— Directions —
State how many lines in the records below contain the word "post". Nothing else is needed.

Stored data entries:

..........

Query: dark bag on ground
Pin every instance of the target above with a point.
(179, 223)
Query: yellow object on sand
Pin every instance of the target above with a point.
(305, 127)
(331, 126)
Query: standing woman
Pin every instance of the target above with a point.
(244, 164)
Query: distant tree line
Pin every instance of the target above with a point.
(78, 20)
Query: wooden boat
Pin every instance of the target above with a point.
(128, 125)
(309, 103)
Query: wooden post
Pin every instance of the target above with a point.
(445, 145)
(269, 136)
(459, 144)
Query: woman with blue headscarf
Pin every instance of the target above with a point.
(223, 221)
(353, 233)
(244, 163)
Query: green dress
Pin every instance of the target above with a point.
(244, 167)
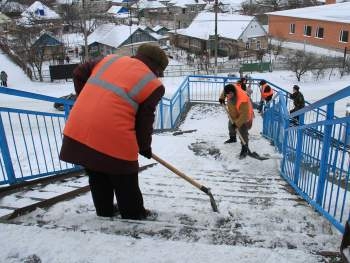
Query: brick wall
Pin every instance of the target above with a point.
(279, 27)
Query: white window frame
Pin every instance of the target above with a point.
(305, 30)
(258, 45)
(292, 28)
(341, 36)
(318, 31)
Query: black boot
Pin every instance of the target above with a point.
(244, 152)
(231, 140)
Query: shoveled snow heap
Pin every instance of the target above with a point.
(260, 219)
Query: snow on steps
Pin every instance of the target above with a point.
(257, 209)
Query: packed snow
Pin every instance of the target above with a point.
(259, 219)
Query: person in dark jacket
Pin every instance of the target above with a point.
(111, 121)
(241, 113)
(241, 83)
(298, 101)
(266, 94)
(3, 77)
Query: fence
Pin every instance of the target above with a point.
(315, 153)
(30, 140)
(315, 158)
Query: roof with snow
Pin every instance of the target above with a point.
(120, 1)
(12, 7)
(229, 25)
(184, 3)
(47, 39)
(118, 11)
(115, 35)
(4, 18)
(145, 4)
(332, 12)
(39, 11)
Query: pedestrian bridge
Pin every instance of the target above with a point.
(315, 154)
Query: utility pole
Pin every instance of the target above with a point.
(86, 49)
(216, 37)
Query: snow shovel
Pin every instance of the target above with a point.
(250, 153)
(188, 179)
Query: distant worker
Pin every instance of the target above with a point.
(111, 122)
(241, 113)
(298, 101)
(241, 83)
(3, 77)
(266, 94)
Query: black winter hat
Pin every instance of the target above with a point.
(229, 88)
(296, 87)
(154, 53)
(262, 82)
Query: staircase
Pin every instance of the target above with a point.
(258, 211)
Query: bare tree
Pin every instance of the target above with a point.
(84, 18)
(23, 38)
(270, 5)
(301, 62)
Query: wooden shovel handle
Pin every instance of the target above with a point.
(237, 130)
(176, 171)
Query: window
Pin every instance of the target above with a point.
(307, 30)
(319, 32)
(292, 29)
(344, 36)
(258, 44)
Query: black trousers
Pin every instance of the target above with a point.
(126, 190)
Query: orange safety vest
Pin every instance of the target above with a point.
(242, 97)
(103, 117)
(264, 94)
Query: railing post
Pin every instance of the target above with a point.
(324, 156)
(298, 151)
(171, 114)
(6, 154)
(285, 144)
(67, 109)
(188, 89)
(161, 113)
(180, 100)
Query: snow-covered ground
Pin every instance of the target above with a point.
(259, 219)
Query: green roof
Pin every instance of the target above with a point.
(4, 18)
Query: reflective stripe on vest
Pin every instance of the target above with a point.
(103, 117)
(242, 97)
(266, 94)
(129, 97)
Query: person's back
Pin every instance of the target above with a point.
(3, 76)
(111, 122)
(298, 98)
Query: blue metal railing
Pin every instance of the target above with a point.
(315, 153)
(30, 140)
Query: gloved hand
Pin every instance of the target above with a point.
(147, 153)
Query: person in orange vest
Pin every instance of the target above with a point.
(111, 122)
(266, 94)
(241, 83)
(241, 113)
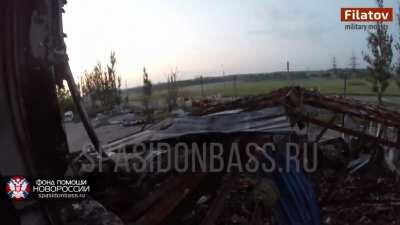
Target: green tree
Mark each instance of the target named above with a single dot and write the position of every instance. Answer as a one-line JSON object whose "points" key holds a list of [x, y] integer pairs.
{"points": [[172, 94], [65, 100], [147, 91], [103, 86], [397, 46], [380, 57]]}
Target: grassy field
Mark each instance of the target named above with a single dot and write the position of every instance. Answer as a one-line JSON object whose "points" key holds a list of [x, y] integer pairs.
{"points": [[328, 86]]}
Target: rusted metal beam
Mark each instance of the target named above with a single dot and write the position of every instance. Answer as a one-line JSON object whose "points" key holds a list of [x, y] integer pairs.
{"points": [[350, 131], [160, 211], [218, 203], [138, 209]]}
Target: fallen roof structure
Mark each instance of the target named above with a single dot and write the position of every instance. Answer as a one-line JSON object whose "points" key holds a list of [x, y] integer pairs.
{"points": [[285, 112], [298, 101]]}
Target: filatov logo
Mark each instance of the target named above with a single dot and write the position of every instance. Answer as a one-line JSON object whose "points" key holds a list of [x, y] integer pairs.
{"points": [[365, 19], [18, 188]]}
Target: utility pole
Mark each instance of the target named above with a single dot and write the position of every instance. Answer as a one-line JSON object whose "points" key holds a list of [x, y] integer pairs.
{"points": [[334, 65], [288, 70], [202, 86], [223, 76], [235, 85]]}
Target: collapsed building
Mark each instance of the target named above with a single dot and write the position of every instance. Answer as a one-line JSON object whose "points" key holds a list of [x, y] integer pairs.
{"points": [[352, 137]]}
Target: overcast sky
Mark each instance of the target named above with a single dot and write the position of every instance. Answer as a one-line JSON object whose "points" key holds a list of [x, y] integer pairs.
{"points": [[206, 36]]}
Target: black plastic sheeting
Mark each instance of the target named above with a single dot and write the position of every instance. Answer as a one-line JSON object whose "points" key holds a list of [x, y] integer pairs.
{"points": [[271, 120], [298, 204]]}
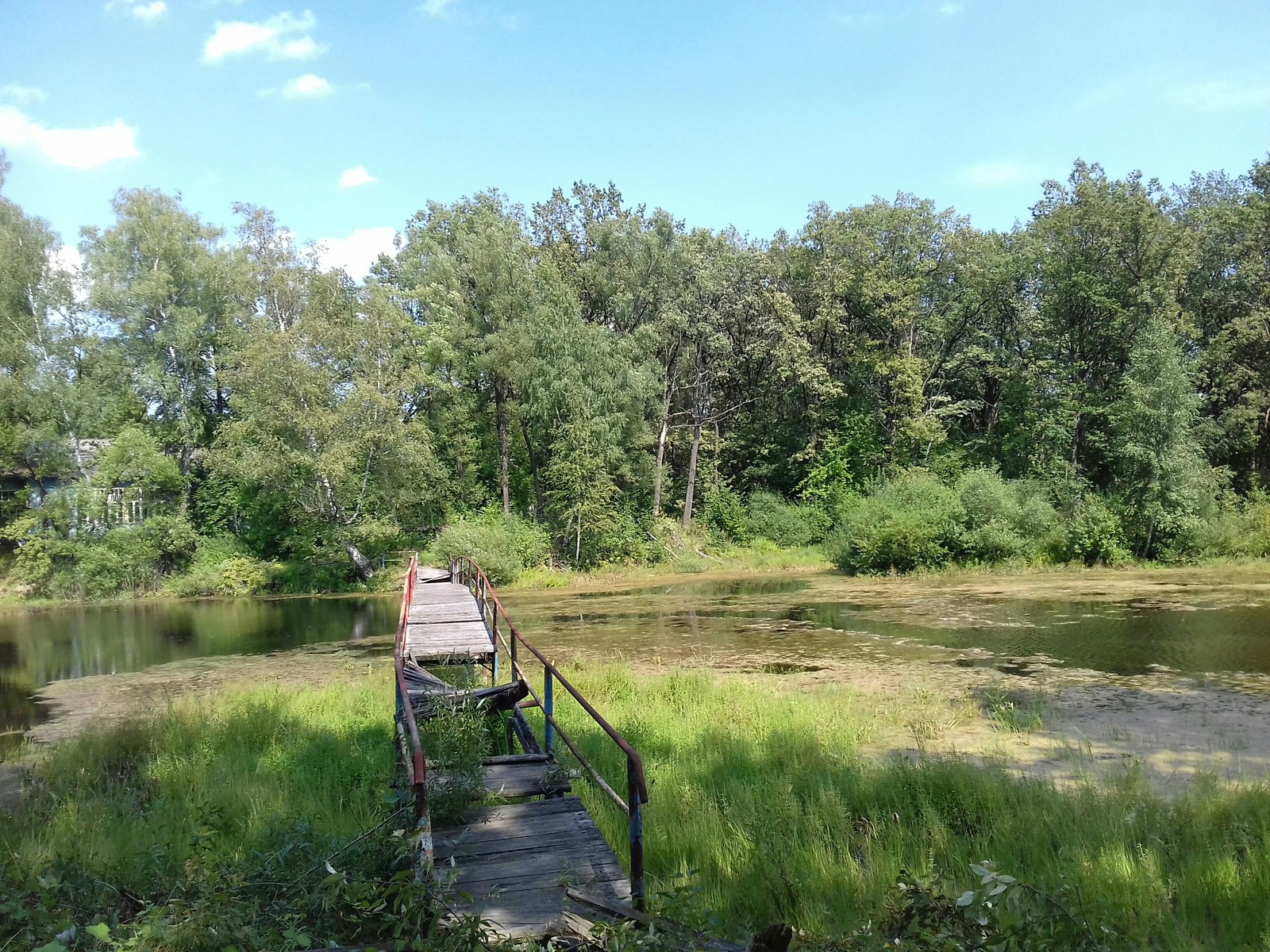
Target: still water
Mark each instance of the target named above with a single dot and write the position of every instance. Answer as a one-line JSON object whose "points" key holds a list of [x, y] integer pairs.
{"points": [[1210, 628], [42, 645]]}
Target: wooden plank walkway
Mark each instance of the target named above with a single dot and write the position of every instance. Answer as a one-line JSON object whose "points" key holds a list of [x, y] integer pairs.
{"points": [[512, 863], [516, 861], [444, 621]]}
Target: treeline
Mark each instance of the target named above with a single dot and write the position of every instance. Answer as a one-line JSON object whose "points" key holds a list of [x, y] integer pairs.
{"points": [[563, 381]]}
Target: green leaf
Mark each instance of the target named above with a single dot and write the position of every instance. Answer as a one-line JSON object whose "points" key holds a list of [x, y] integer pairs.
{"points": [[99, 931]]}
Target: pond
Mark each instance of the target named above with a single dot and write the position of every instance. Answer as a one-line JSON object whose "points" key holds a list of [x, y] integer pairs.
{"points": [[50, 644], [1199, 622]]}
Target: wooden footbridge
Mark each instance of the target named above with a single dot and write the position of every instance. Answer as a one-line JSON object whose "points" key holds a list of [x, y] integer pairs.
{"points": [[526, 856]]}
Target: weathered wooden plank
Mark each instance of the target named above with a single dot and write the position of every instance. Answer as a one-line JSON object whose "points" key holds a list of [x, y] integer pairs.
{"points": [[448, 630], [516, 759], [433, 615], [505, 816], [440, 590], [510, 847], [530, 780]]}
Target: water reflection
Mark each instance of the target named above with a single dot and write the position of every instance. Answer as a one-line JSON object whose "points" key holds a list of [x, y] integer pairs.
{"points": [[795, 622], [38, 647]]}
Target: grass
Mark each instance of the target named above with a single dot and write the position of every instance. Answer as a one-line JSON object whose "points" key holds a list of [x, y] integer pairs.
{"points": [[213, 816], [768, 800], [757, 556], [770, 804]]}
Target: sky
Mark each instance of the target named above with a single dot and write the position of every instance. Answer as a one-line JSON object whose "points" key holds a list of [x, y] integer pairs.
{"points": [[346, 118]]}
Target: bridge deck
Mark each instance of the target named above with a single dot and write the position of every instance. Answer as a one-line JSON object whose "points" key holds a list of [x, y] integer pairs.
{"points": [[514, 861], [508, 862], [444, 621]]}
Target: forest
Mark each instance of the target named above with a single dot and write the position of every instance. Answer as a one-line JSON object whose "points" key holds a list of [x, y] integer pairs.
{"points": [[584, 382]]}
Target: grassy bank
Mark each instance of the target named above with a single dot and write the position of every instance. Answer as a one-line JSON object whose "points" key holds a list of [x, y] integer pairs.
{"points": [[209, 827], [768, 805]]}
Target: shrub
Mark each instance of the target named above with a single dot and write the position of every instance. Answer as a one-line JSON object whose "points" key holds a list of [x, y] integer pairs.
{"points": [[1092, 535], [502, 545], [622, 539], [907, 524], [724, 514], [785, 524], [1001, 520], [221, 568]]}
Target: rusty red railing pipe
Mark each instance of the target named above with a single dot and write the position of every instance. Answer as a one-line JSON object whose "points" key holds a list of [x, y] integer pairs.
{"points": [[471, 575], [575, 693], [419, 763]]}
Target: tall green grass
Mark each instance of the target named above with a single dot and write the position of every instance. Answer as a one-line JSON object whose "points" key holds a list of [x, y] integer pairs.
{"points": [[768, 803], [203, 828], [207, 827]]}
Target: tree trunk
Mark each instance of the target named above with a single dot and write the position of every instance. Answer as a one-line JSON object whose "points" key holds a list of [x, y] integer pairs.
{"points": [[361, 564], [660, 454], [501, 422], [539, 511], [692, 475]]}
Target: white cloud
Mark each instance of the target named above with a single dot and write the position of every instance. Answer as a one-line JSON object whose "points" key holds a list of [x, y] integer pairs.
{"points": [[143, 10], [283, 37], [67, 258], [995, 175], [857, 19], [436, 8], [357, 175], [308, 86], [149, 13], [16, 93], [1223, 95], [75, 149], [359, 251]]}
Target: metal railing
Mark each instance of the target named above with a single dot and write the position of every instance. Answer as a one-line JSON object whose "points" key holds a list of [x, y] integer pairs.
{"points": [[408, 727], [467, 571]]}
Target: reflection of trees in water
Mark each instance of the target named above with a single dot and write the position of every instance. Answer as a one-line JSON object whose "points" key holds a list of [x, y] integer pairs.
{"points": [[362, 621]]}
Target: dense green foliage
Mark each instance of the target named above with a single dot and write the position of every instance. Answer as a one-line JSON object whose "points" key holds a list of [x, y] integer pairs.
{"points": [[770, 797], [239, 823], [1092, 386]]}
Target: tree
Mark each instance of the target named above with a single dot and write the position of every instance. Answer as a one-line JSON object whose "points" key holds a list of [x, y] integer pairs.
{"points": [[171, 296], [327, 410], [1105, 258], [1227, 292], [1161, 471], [468, 272], [581, 488], [32, 437]]}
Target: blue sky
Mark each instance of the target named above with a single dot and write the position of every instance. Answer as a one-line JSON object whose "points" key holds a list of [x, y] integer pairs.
{"points": [[724, 113]]}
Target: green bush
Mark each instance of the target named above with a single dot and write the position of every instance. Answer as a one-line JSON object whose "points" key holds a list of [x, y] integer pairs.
{"points": [[1092, 535], [1001, 520], [785, 524], [221, 566], [724, 514], [502, 545], [908, 524], [624, 539]]}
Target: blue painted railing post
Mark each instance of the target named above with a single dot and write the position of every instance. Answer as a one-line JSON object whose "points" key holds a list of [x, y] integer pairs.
{"points": [[637, 835], [549, 710]]}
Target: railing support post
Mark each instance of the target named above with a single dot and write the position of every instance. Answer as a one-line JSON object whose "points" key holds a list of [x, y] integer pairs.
{"points": [[549, 712], [637, 835]]}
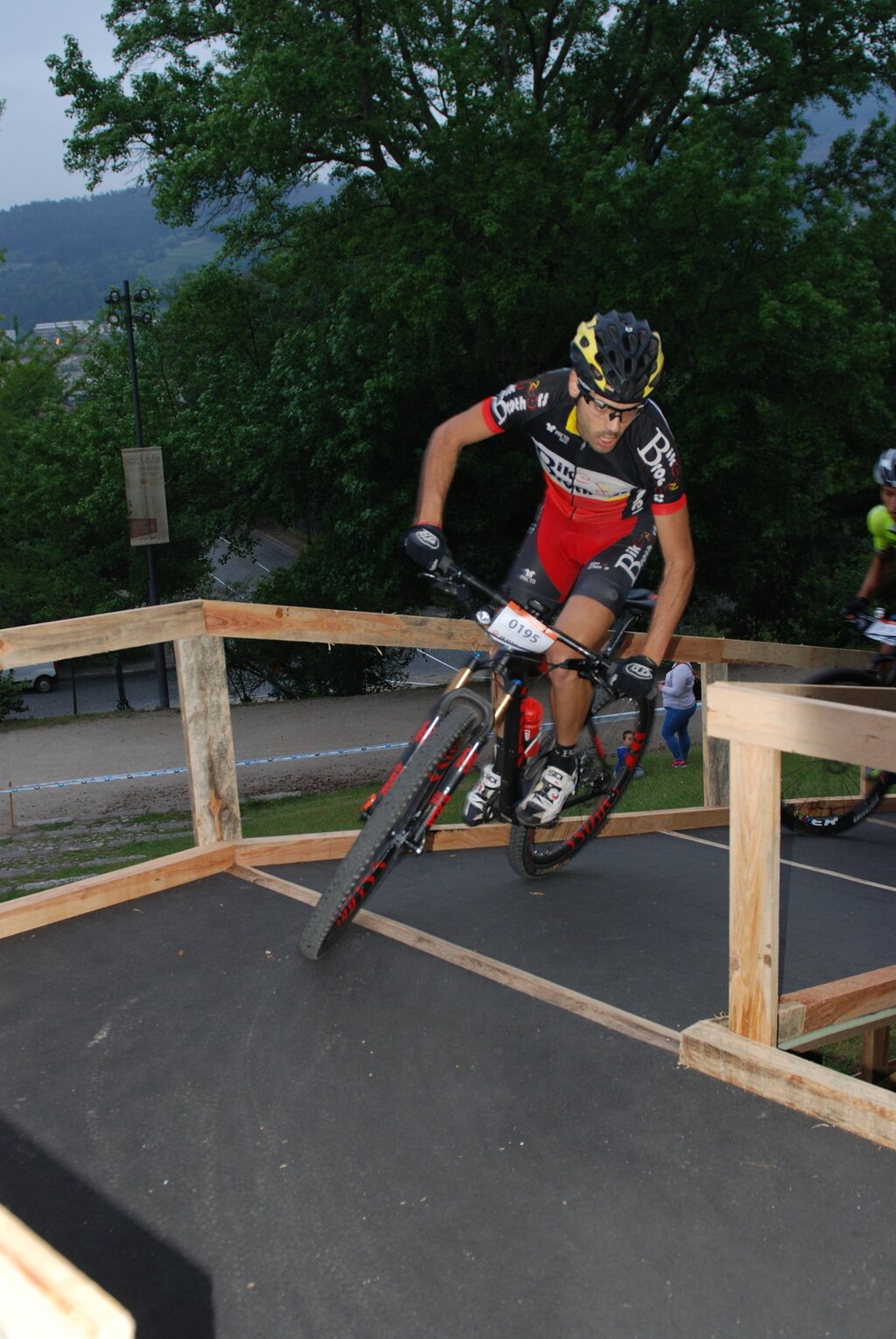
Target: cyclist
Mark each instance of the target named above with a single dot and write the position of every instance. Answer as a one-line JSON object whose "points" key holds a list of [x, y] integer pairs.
{"points": [[612, 487], [881, 527]]}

..........

— Completed exercise —
4